Problem statement » Which of the lines below contain the string "mesh"? Return each of them in full, with case counting.

Supplied records »
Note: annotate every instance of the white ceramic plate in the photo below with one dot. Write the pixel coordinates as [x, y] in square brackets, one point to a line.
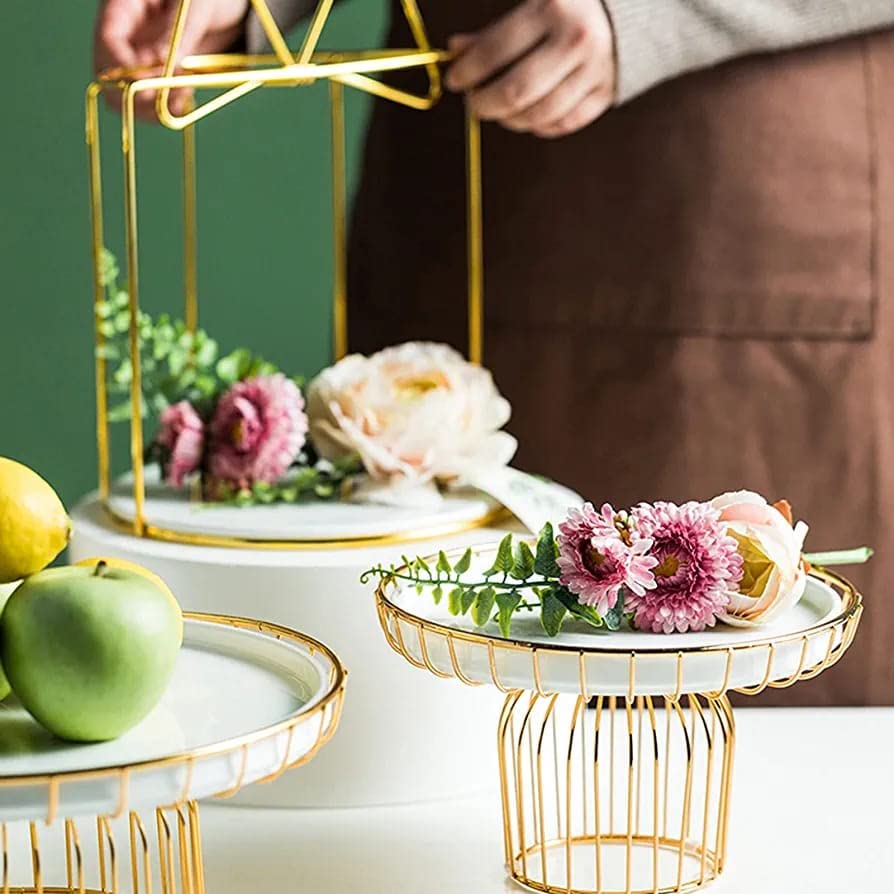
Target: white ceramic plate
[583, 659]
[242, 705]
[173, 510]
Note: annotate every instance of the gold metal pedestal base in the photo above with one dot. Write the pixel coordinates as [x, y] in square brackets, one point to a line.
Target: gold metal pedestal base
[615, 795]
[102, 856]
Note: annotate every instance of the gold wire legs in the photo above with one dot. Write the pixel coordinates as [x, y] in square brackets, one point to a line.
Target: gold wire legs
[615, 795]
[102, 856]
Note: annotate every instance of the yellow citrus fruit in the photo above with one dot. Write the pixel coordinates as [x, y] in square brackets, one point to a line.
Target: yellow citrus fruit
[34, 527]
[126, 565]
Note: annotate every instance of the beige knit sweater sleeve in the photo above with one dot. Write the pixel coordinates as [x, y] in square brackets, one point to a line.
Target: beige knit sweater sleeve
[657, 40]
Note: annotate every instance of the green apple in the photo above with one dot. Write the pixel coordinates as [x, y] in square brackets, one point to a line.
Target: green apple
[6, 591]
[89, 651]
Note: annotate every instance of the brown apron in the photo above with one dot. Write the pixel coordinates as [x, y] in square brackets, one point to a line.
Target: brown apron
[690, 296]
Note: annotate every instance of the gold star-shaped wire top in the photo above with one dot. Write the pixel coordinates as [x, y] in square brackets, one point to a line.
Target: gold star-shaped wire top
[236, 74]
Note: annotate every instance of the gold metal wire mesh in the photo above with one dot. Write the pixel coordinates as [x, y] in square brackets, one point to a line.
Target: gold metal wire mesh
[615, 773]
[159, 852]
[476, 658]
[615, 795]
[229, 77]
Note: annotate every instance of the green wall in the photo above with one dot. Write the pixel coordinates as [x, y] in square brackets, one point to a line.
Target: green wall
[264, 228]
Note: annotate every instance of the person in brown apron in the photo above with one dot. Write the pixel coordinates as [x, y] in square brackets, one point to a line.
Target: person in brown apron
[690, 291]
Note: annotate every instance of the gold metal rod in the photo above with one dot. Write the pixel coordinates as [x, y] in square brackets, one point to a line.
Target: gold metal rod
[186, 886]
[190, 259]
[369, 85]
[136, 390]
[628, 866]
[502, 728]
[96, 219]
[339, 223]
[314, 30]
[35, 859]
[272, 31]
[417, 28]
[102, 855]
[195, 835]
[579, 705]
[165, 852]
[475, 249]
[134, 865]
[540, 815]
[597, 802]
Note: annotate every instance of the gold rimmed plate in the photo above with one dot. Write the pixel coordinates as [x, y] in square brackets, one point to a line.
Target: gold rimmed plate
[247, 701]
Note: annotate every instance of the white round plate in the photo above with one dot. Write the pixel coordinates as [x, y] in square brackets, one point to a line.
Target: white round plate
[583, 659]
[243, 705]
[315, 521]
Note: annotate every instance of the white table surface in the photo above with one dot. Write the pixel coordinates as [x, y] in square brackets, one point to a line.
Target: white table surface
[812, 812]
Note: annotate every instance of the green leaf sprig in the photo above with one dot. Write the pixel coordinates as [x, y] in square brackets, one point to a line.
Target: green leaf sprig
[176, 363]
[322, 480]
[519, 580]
...
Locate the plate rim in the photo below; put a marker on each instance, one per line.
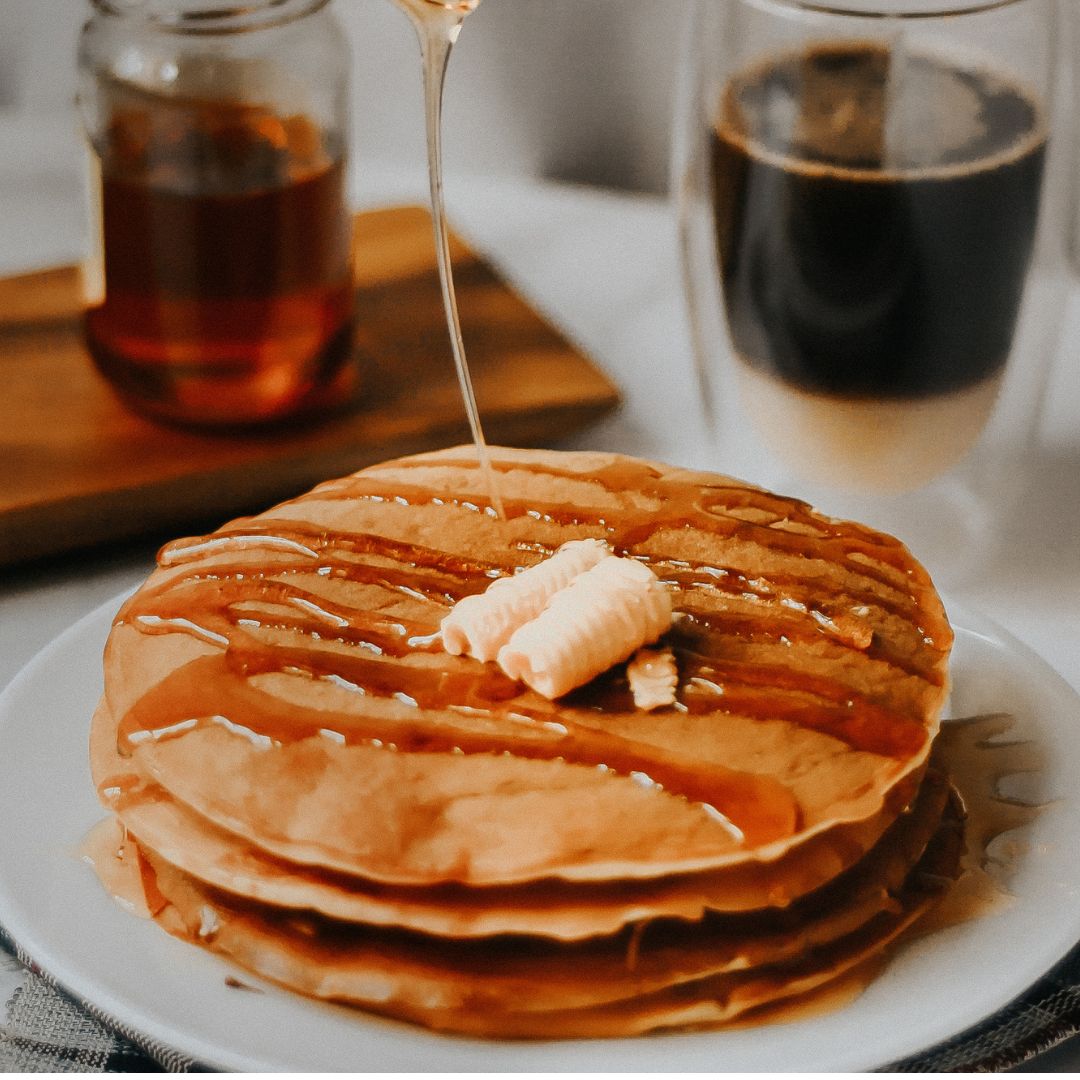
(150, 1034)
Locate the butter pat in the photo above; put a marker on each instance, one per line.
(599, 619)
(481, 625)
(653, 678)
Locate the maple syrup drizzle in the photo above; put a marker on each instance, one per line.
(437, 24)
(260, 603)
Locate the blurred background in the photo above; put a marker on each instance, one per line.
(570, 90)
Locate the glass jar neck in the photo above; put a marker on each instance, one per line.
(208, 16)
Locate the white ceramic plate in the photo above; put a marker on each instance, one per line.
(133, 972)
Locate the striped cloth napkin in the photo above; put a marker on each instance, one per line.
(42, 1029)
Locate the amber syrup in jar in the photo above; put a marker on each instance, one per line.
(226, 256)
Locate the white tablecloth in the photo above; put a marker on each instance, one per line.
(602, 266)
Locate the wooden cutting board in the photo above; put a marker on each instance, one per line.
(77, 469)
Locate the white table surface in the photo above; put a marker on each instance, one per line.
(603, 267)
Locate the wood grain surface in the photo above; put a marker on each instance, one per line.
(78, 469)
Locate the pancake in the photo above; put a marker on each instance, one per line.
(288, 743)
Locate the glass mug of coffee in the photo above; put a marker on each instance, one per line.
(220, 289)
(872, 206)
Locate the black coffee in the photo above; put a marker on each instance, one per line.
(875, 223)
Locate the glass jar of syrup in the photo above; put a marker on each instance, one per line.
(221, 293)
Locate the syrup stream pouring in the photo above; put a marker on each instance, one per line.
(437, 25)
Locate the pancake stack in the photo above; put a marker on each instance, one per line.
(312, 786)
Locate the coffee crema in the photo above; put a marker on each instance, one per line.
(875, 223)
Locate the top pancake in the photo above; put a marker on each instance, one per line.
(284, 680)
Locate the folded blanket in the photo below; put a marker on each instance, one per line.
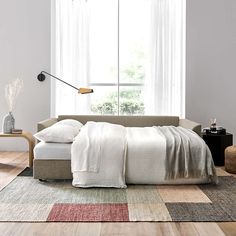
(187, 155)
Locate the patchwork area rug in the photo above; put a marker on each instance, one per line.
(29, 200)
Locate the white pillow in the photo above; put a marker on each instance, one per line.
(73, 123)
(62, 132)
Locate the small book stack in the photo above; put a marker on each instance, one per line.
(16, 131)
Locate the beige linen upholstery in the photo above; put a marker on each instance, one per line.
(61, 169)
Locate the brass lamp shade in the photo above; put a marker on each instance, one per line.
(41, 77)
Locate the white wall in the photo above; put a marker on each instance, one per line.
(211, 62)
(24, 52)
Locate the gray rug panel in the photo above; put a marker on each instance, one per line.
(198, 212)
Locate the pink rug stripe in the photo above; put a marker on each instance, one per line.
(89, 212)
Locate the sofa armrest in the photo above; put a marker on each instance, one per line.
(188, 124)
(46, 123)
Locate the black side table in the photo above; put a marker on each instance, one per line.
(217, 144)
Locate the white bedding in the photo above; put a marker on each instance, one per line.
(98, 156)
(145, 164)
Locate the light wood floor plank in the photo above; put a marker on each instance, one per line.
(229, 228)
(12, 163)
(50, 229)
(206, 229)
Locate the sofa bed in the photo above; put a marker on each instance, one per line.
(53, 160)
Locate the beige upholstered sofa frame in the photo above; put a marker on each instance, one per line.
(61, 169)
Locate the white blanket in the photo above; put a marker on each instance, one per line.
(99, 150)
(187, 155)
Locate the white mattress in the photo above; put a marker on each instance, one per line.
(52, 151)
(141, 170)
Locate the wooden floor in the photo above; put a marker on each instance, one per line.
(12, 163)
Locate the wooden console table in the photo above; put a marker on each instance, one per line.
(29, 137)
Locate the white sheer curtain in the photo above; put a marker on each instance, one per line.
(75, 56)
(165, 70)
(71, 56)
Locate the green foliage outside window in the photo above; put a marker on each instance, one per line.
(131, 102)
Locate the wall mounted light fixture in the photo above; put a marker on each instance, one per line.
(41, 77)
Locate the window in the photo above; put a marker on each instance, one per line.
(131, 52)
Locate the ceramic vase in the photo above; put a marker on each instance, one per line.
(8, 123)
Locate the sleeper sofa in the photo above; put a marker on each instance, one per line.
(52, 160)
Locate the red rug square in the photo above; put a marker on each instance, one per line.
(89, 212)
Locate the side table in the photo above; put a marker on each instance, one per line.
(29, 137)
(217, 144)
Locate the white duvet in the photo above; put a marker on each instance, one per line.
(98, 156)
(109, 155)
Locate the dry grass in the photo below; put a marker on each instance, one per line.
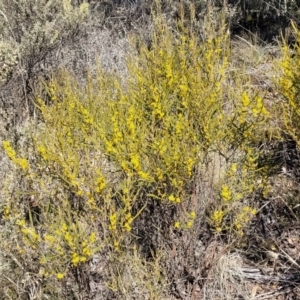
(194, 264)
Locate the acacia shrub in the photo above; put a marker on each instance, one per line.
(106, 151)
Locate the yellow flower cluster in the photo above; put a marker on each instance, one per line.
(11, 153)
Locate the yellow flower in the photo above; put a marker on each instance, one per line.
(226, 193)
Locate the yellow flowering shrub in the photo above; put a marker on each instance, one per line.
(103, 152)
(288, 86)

Output »
Note: annotate every instance of the gold metal wire mesh in the photo above with one dot. Write the pixel coordinates as [x, y] in square brackets, one point to a line.
Target: gold metal wire mesh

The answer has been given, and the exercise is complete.